● **Text block**:

* START *

Analysis of Financial Burden in the City of Maywood, as part of the Cities Addressing Fines and Fees Equitably (CAFFE) Initiative.
Background
The Village of Maywood, Illinois, as part of their participation in the National League of Cities’ (NLC) Cities Addressing Fines and Fees Equitably (CAFFE) Initiative cohort, reduced the impact of late property tax fines and fees on residents. Led by Mayor Nathaniel Booker and his team, state legislation to put in place payment plans for property taxes was introduced, and $15,000.00 in late property taxes were paid to help underserved Maywood residents keep their homes. This access to pay assistance was crucial for Maywood residents, as the village now faces many changes in demographics that are impacting housing and property tax costs, placing many residents at risk of entering a cycle of debt.
To support this effort, NLC utilized public Census data and a financial burden model to identify key characteristics of those who would be disproportionately impacted by fines/fees and therefore benefit the most from reform. By conducting this analysis, NLC uses a data driven approach to paint the picture of financially burdened households, and both validate and challenge existing assumptions.
Findings
In the Village of Maywood, the burden model highlighted that 19% of homeowner households would be overly burdened and unable to pay the average property tax fine and fee after missing one payment. With an average household disposable income of $4000/month, a fine of $3000 or more can negatively impact these residents and their community.
The model also highlights some key characteristics of the burdened population such as:
Residents that have recently moved to Maywood and those that have lived in Maywood for more than 30 years are most likely to face fine-related burdens.

* END *

● **Entries shown**:
* START *

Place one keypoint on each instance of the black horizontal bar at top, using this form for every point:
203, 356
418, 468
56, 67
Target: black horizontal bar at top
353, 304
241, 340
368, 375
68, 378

* END *

● **Instruction 1**: Return the part of the Maywood fines and fees analysis starting with "Analysis of Financial" and going on through "cycle of debt.".
● **Instruction 2**: Translate this sentence from the Maywood fines and fees analysis into Spanish: "In the Village of Maywood, the burden model highlighted that 19% of homeowner households would be overly burdened and unable to pay the average property tax fine and fee after missing one payment."
● **Instruction 3**: Continue the Maywood fines and fees analysis from the point where it stops.

● **Final result 1**:
Analysis of Financial Burden in the City of Maywood, as part of the Cities Addressing Fines and Fees Equitably (CAFFE) Initiative.
Background
The Village of Maywood, Illinois, as part of their participation in the National League of Cities’ (NLC) Cities Addressing Fines and Fees Equitably (CAFFE) Initiative cohort, reduced the impact of late property tax fines and fees on residents. Led by Mayor Nathaniel Booker and his team, state legislation to put in place payment plans for property taxes was introduced, and $15,000.00 in late property taxes were paid to help underserved Maywood residents keep their homes. This access to pay assistance was crucial for Maywood residents, as the village now faces many changes in demographics that are impacting housing and property tax costs, placing many residents at risk of entering a cycle of debt.

● **Final result 2**: En la villa de Maywood, el modelo de carga puso de relieve que el 19 % de los hogares propietarios se verían excesivamente sobrecargados y no podrían pagar la multa y el cargo promedio del impuesto sobre la propiedad tras omitir un pago.

● **Final result 3**:
One-Third of Households Burdened by Fines Moved to Maywood Within 2-4 Years
DISTRIBUTION OF HOUSEHOLDS BURDENED BY FINES, BY WHEN THEY MOVED TO MAYWOOD
Note: Data shown here is sourced from the PUMAs which overlap with the Village of Maywood including portions of PUMAs which may also exist outside the city limits. Households Burdened by Fines are those in which their fines are more than 80% of their disposable income. Due to data limitations, it was not possible to link assessed fines to specific households, and the statistical analusis therefore assumes the size of a fine and a household’s income are not related though this may not be true for all fines.
Residents between 40 and 59 years old and with less formal education face greater burden from fines and fees.
Individuals Burdened by Fines Are More Likely to be 40 Years Old or Older Than Individuals Overall
DISTRIBUTION OF INDIVIDUALS, BY AGE GROUP AND FINE BURDEN
Note: Bars may not add up to 100% across groups because individuals below 18 have been excluded. Data shown here is sourced from the PUMAs which overlap with the Village of Maywood, including portions of PUMAs which may also exist outside the city limits. Individuals Burdened by Fines are those in which their fines are more than 80% of their disposable income. Due to data limitations, it was not possible to link assessed fines to specific households, and the statistical analysis therefore assumes the size of fine and a household’s income are not related though this may not be true for all fines.
Individuals Burdened by Fines Are Less Likely to Finish Higher Education
DISTRIBUTION OF INDIVIDUALS, BY EDUCATIONAL ATTAINMENT AND FINE BURDEN
Note: Bars may not add up to 100% across groups because some categories, like “Other,” have been excluded for improved clarity. Data shown here is sourced from PUMAs that overlap with the Village of Maywood, including portions of PUMAs that may also exist outside the city limits. Individuals Burdened by Fines are those whose fines exceed 80% of their disposable income. Due to data limitations, it was not possible to link assessed fines to specific households; therefore, the statistical analysis assumes that the size of a fine and a household’s income are unrelated, although this may not be true for all fines.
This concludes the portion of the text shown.